Carry on the passage below about discontinuous innovation, picking up after its final sentence.
SELECTED TEXT: Begin
We can extend this approach of discontinuous innovation to still another level. Instead of working on ways to protect a plant from parasites, either through pesticides or genetic engineering, it might be possible to make the plant entirely unnecessary for industrial needs. If, for the purpose of this discussion, we consider as an example the cotton plant, we can see that the development and use of synthetic fibers would represent the ultimate discontinuous innovation. We would have gone from protecting the plant so that we can harvest as much as possible of it to making it non-essential for industry, so that we don't have to harvest it at all.

A third example of discontinuous innovation is drawn from the public sector. In the early 1970s, managers of the government payroll system were preoccupied with streamlining the process of printing close to a quarter million pay cheques every two weeks, and with reducing the cost of printing them. Over the years, numerous studies, reviews and audits were undertaken to improve this process.

In time, one of the reviewers observed that the solution might not lie in improving the process, but in discontinuing it, and substituting another one in its place. He pointed out that, as soon as public servants were issued their computer-printed pay cheques, they would cash them at some bank, which would promptly re-enter the cheques into their own computer systems. So why not bypass the printing of cheques altogether? This, of course, lead to the electronic transfer of payroll funds to individual bank accounts.

Today, electronic salary transfer is considered a standard, commonplace procedure. At its inception, however, it was considered to be a discontinuous step and was contemplated with some trembling and nervousness. The experience illustrates once more what General Electric discovered in their WORK-OUT program. Innovative processes often founder not so much on lack of skills and competence, but on lack of commitment and perhaps courage.
SELECTED TEXT: End
GIVEN INFORMATION: Begin
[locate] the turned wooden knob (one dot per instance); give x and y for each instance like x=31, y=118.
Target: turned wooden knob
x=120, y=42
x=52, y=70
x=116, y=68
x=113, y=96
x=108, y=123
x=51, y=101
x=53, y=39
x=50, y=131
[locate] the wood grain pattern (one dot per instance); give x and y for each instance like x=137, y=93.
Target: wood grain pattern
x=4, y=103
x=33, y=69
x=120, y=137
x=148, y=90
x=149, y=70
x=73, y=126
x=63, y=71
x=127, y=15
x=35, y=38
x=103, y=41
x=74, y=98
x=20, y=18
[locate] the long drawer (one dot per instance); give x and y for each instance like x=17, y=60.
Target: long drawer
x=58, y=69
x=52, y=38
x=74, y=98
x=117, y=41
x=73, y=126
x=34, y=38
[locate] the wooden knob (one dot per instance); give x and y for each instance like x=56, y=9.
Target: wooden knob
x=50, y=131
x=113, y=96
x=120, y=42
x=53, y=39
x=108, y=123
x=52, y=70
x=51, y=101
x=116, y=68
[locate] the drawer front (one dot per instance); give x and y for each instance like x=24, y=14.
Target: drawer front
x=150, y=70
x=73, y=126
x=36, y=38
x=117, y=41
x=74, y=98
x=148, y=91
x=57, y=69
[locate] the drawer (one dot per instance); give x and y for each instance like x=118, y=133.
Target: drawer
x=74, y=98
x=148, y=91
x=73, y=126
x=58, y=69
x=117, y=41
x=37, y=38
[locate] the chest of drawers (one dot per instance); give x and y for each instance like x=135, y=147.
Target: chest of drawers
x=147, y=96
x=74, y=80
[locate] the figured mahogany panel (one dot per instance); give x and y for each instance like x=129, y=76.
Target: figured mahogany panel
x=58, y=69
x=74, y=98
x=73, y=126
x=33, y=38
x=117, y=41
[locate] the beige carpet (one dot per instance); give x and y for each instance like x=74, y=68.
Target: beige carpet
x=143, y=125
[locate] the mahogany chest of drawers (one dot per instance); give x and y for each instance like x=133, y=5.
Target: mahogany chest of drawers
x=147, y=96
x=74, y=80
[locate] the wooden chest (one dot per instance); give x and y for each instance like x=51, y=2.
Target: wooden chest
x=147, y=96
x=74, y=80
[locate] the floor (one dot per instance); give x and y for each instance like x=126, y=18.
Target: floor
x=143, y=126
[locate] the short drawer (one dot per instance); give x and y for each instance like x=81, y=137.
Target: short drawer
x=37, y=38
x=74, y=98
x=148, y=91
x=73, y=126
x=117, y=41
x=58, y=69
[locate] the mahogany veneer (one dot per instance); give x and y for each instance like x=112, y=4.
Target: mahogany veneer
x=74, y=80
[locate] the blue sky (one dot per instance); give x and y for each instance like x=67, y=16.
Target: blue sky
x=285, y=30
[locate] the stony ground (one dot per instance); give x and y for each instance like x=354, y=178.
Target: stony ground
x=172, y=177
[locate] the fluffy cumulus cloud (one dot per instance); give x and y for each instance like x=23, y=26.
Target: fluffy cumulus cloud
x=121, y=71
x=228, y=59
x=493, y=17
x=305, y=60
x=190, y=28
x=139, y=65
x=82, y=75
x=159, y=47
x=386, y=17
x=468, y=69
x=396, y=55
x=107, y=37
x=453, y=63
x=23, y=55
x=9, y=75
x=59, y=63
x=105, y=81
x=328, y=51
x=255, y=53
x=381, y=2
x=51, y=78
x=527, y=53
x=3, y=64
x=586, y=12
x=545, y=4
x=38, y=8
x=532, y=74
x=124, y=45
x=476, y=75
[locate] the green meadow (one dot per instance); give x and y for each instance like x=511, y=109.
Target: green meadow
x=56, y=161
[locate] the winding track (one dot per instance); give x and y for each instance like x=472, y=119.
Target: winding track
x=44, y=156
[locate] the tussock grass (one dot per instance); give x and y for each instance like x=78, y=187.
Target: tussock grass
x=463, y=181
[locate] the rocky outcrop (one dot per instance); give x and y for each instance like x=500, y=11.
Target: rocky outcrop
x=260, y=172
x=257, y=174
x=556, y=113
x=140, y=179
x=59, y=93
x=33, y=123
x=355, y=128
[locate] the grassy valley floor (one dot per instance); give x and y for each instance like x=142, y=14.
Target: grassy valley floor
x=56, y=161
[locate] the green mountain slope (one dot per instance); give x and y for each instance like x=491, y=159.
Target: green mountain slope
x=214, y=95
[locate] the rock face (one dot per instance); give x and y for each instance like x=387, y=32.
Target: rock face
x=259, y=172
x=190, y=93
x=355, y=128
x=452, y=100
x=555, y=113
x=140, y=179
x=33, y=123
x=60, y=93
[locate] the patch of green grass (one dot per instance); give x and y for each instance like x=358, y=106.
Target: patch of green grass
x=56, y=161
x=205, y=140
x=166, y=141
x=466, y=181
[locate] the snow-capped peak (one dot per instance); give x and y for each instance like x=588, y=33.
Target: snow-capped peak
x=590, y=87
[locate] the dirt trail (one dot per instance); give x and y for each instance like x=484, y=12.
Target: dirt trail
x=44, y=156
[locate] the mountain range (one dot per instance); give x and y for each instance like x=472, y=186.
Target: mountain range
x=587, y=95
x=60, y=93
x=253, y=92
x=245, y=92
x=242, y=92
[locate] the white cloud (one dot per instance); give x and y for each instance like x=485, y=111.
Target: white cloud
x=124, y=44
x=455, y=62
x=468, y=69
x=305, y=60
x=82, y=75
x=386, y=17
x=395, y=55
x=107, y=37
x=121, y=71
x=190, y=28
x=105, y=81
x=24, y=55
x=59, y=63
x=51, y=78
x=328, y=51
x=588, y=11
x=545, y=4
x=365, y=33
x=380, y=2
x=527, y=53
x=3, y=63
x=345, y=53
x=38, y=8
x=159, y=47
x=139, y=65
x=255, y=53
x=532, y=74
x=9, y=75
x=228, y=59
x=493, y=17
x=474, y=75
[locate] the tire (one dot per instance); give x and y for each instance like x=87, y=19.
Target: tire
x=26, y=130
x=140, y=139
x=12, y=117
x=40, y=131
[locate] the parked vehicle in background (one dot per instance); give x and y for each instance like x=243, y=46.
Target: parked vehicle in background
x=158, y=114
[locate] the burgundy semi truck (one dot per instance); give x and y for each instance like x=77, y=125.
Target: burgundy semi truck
GIVEN INFORMATION: End
RESULT -
Innovative strategies that envision new orientations for the organization

The last type of innovation discussed in this section is innovation as the ability to envision entirely new orientations for an enterprise in order to ensure its long-term relevance and success. Here, the lessons that can be learned include the innovative ability to thrive persistently over long periods of time, to survive many changes in the business environment, and to adapt - sometimes drastically - to new situations and customer preferences.

One such enterprise is the Swedish company STORA, said to be the oldest commercial enterprise in existence. Its earliest mention dates from 1288, when it was a copper mine in Central Sweden. During the next 700 years new activities replaced the old "core" business. The company moved from copper mining to forest exploitation, to iron smelting, to hydro power and eventually to paper and chemicals. Several months ago, in December 1998, STORA merged with a Finnish company and is now a forest products company with world-wide operations and 40,000 employees.

Each one of the portfolio changes, in hindsight, seems to be Herculean, but for the people running these enterprises in those days they may well have been gradual and almost imperceptible at the outset. Yet, they demonstrate a flexible attitude vis--vis the business which the company happens to be doing at any moment of time. At some stage these companies may have been thinking of themselves as bankers. A later generation, however, became manufacturers. Such changes in the business can only come about if the company sees its assets as a means of responding to changes in its environment, rather than as the unchanging basis for its activities.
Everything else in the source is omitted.